> _What is required_
Transcribe all of the material exactly.

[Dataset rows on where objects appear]
------------------------------------------------------------------------

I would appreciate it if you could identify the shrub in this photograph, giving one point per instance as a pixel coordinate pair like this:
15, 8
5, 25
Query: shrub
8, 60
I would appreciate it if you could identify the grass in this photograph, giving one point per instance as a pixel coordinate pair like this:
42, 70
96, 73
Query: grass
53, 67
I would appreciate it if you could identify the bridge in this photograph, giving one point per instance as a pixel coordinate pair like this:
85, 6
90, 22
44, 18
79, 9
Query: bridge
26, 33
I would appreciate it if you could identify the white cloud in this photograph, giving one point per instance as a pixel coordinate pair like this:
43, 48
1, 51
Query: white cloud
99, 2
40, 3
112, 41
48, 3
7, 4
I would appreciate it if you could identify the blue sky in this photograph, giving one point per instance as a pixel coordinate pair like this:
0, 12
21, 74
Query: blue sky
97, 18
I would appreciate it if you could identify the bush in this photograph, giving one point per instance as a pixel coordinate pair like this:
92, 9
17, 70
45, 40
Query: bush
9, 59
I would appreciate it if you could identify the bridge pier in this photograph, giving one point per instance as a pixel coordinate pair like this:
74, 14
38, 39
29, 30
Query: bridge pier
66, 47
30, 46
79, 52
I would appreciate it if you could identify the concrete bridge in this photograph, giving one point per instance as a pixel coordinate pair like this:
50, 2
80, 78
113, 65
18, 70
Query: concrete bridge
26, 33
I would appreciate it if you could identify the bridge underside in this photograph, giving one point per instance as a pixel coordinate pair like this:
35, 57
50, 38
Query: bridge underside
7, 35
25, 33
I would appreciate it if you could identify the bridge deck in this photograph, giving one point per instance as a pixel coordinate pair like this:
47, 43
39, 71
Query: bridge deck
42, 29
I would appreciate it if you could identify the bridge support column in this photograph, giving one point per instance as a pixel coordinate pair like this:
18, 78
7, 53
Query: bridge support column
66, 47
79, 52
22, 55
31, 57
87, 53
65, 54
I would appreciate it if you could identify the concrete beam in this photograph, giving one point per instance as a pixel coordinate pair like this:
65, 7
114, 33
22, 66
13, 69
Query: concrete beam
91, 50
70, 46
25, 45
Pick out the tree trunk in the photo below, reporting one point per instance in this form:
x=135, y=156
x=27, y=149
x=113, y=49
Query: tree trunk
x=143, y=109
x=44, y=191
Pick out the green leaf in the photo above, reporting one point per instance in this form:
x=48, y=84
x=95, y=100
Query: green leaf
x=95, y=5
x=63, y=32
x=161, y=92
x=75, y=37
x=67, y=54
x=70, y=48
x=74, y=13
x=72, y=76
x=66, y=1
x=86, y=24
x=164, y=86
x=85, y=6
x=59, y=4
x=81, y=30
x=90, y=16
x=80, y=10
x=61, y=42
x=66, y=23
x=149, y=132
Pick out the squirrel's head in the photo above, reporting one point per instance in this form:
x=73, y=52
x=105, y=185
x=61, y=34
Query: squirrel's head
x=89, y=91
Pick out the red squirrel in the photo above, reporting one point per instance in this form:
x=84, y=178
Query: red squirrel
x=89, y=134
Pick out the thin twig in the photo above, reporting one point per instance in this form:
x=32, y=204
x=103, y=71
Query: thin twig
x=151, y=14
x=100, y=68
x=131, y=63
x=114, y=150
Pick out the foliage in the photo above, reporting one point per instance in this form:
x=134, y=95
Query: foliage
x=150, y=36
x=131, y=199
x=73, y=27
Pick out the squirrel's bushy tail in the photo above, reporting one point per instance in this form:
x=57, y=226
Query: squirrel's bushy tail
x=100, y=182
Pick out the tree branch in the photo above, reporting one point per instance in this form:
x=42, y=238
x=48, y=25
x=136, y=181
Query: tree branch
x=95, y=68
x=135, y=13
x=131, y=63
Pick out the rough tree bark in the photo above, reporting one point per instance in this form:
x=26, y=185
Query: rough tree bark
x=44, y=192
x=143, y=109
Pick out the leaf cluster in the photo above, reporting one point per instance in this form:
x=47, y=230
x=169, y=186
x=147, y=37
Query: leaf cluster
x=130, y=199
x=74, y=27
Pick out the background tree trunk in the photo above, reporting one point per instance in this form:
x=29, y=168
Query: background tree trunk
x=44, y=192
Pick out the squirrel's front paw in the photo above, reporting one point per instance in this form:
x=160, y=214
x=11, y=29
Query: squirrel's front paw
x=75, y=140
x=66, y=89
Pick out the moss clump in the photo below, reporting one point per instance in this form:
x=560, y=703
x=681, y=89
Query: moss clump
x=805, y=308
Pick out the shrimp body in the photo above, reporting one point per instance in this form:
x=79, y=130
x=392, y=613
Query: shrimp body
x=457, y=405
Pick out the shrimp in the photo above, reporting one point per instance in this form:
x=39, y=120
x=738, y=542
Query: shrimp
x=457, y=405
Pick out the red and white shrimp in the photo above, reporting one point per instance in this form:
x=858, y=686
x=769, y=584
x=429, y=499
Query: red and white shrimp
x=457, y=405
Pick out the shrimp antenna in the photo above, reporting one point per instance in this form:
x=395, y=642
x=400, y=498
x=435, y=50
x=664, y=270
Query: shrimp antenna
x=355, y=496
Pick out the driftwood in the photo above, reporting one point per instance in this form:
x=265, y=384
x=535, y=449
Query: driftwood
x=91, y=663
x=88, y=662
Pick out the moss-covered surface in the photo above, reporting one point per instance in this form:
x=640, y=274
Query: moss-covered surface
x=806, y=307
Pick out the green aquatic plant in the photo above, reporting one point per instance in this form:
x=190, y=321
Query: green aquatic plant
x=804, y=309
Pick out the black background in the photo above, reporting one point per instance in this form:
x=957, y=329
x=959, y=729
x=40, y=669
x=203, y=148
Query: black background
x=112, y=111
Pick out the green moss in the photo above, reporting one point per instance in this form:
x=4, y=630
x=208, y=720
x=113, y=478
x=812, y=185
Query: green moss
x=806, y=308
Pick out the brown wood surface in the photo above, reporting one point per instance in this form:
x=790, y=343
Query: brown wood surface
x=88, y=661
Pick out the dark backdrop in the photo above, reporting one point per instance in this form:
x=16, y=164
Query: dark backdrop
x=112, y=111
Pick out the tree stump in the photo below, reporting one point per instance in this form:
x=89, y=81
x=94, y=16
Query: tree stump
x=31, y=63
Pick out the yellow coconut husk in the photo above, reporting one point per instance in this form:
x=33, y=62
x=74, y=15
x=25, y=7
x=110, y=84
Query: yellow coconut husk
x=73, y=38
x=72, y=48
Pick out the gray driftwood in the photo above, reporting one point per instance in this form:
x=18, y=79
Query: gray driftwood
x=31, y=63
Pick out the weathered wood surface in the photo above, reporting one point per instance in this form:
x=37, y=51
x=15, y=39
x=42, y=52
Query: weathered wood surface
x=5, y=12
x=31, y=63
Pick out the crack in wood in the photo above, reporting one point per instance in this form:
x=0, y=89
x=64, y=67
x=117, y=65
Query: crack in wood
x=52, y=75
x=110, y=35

------------------------------------------------------------------------

> _Solution to the problem_
I would appreciate it if you could identify the shrub in this photograph, giving one point per instance as a pixel coordinate pair like this:
15, 8
5, 25
Query: shrub
8, 60
I would appreciate it if you could identify the grass in this photograph, giving one point per instance as a pixel coordinate pair like this:
42, 70
96, 73
Query: grass
53, 67
I would appreciate it if you could identify the bridge in this photograph, giving one point per instance as a pixel coordinate pair like this:
85, 6
90, 22
44, 18
79, 9
Query: bridge
26, 33
I would appreciate it if you could identify the white cloud in this photograph, giving one point per instance as a pixel coordinate pair like this:
43, 48
1, 51
Query: white cloud
99, 2
40, 3
112, 41
48, 3
7, 4
I would appreciate it if you could identify the blue sky in this photograph, giving one point per instance as a pixel coordinate pair like this:
0, 12
21, 74
Query: blue sky
97, 18
I would appreciate it if you could identify the bush in this photograph, giving one point per instance as a pixel coordinate pair like this:
92, 9
17, 70
45, 40
Query: bush
9, 59
I would appreciate it if you could identify the bridge pier in this photograph, giving one point per instance as a pixel coordinate pair like this:
74, 14
38, 39
29, 30
Query: bridge pier
66, 47
30, 46
79, 52
I would appreciate it if you could identify the concrete bridge in this photograph, giving one point per instance as a pixel coordinate pair like this:
50, 2
80, 78
113, 65
18, 70
Query: concrete bridge
26, 33
I would appreciate it if you could identify the bridge underside in this photograph, giving one point per instance as a pixel coordinate pair like this:
35, 57
50, 38
Query: bridge underside
7, 35
25, 33
I would appreciate it if you could identify the bridge deck in this photograph, giving one point per instance as a pixel coordinate pair like this:
47, 43
39, 71
Query: bridge deck
42, 29
I would appreciate it if you could identify the bridge support column in this photograph, giving one point per instance as a pixel coordinate pair like this:
18, 78
7, 53
Query: bridge support column
66, 47
79, 52
22, 55
31, 57
87, 53
65, 54
I would appreciate it if you could identify the concrete beam in this photograph, giving one point per instance as a pixel coordinate pair like this:
65, 7
114, 33
22, 66
13, 69
Query: concrete beam
91, 50
70, 46
25, 45
Pick out the tree trunk in the photo below, reporting one point per instance in this form:
x=135, y=156
x=27, y=149
x=113, y=49
Query: tree trunk
x=143, y=109
x=44, y=191
Pick out the green leaf in the photo above, reporting one point per instance in this form:
x=48, y=84
x=95, y=100
Query: green leaf
x=95, y=5
x=63, y=32
x=161, y=92
x=75, y=37
x=67, y=54
x=70, y=48
x=74, y=13
x=72, y=76
x=66, y=1
x=86, y=24
x=164, y=86
x=85, y=6
x=59, y=4
x=81, y=30
x=90, y=16
x=80, y=10
x=61, y=42
x=66, y=23
x=149, y=132
Pick out the squirrel's head in the photo above, reporting one point per instance in this form:
x=73, y=52
x=105, y=185
x=61, y=34
Query: squirrel's head
x=89, y=91
Pick out the red squirrel in the photo above, reporting one point per instance in this form:
x=84, y=178
Query: red squirrel
x=89, y=134
Pick out the thin twig in the photo above, reporting one point per instance in this form:
x=32, y=204
x=103, y=71
Query: thin twig
x=151, y=14
x=100, y=68
x=131, y=63
x=114, y=150
Pick out the foliage in the photo above, reporting one point per instance in this form:
x=134, y=95
Query: foliage
x=150, y=36
x=131, y=199
x=73, y=27
Pick out the squirrel's bushy tail in the photo above, reporting one point per instance in this form:
x=57, y=226
Query: squirrel's bushy tail
x=100, y=182
Pick out the tree branch in the photo above, reporting one point per instance in this form:
x=42, y=238
x=48, y=25
x=136, y=181
Query: tree branch
x=95, y=68
x=135, y=13
x=131, y=63
Pick out the rough tree bark in the photo above, reporting one point per instance in this form:
x=26, y=185
Query: rough tree bark
x=44, y=192
x=143, y=109
Pick out the leaf cluster in the photo above, reporting one point per instance in this form:
x=47, y=230
x=169, y=186
x=147, y=37
Query: leaf cluster
x=130, y=199
x=74, y=27
Pick out the background tree trunk in the photo above, reporting one point per instance in this form:
x=29, y=168
Query: background tree trunk
x=44, y=192
Pick out the squirrel's front paw in the photo above, reporting one point per instance in this form:
x=160, y=214
x=11, y=29
Query: squirrel's front paw
x=75, y=140
x=66, y=89
Pick out the moss clump in the photo below, reporting one point per instance in this form:
x=560, y=703
x=681, y=89
Query: moss clump
x=805, y=308
Pick out the shrimp body in the photo above, reporting one point per instance in this form:
x=79, y=130
x=392, y=613
Query: shrimp body
x=457, y=405
Pick out the shrimp in the photo above, reporting one point per instance in this form:
x=39, y=120
x=738, y=542
Query: shrimp
x=457, y=405
Pick out the red and white shrimp in the photo above, reporting one point per instance in this form:
x=858, y=686
x=769, y=584
x=429, y=499
Query: red and white shrimp
x=457, y=405
Pick out the shrimp antenna in the photo above, reporting one point per instance in this form:
x=395, y=642
x=400, y=498
x=435, y=50
x=664, y=270
Query: shrimp antenna
x=355, y=496
Pick out the driftwood in the photo above, reporting one point per instance in this form:
x=265, y=384
x=535, y=449
Query: driftwood
x=91, y=663
x=88, y=662
Pick out the moss-covered surface in the photo above, reporting one point per instance in this form:
x=640, y=274
Query: moss-covered surface
x=806, y=307
Pick out the green aquatic plant in the photo above, reporting one point per instance in this form:
x=190, y=321
Query: green aquatic plant
x=804, y=309
Pick out the black background in the photo above, reporting one point per instance in this form:
x=957, y=329
x=959, y=729
x=40, y=669
x=203, y=148
Query: black background
x=112, y=111
Pick out the green moss in the photo above, reporting one point per instance in this form:
x=4, y=630
x=208, y=720
x=113, y=478
x=812, y=185
Query: green moss
x=806, y=308
Pick out the brown wood surface in the photo above, reporting one point per instance in this form:
x=790, y=343
Query: brown wood surface
x=88, y=661
Pick out the dark backdrop in the photo above, reporting one point per instance in this form:
x=16, y=164
Query: dark backdrop
x=112, y=111
Pick out the tree stump in the photo below, reporting one point per instance in this form:
x=89, y=81
x=94, y=16
Query: tree stump
x=31, y=63
Pick out the yellow coconut husk in the photo above, reporting one point per instance in this form:
x=33, y=62
x=74, y=15
x=25, y=7
x=110, y=84
Query: yellow coconut husk
x=73, y=38
x=72, y=48
Pick out the gray driftwood in the photo above, reporting one point per instance in this form:
x=18, y=79
Query: gray driftwood
x=31, y=63
Pick out the weathered wood surface in the photo above, reporting one point per instance in this form:
x=37, y=51
x=15, y=39
x=42, y=52
Query: weathered wood surface
x=5, y=12
x=31, y=63
Pick out the crack in wood in the photo above, reporting one point per instance in this form:
x=0, y=89
x=64, y=67
x=117, y=65
Query: crack in wood
x=52, y=75
x=110, y=35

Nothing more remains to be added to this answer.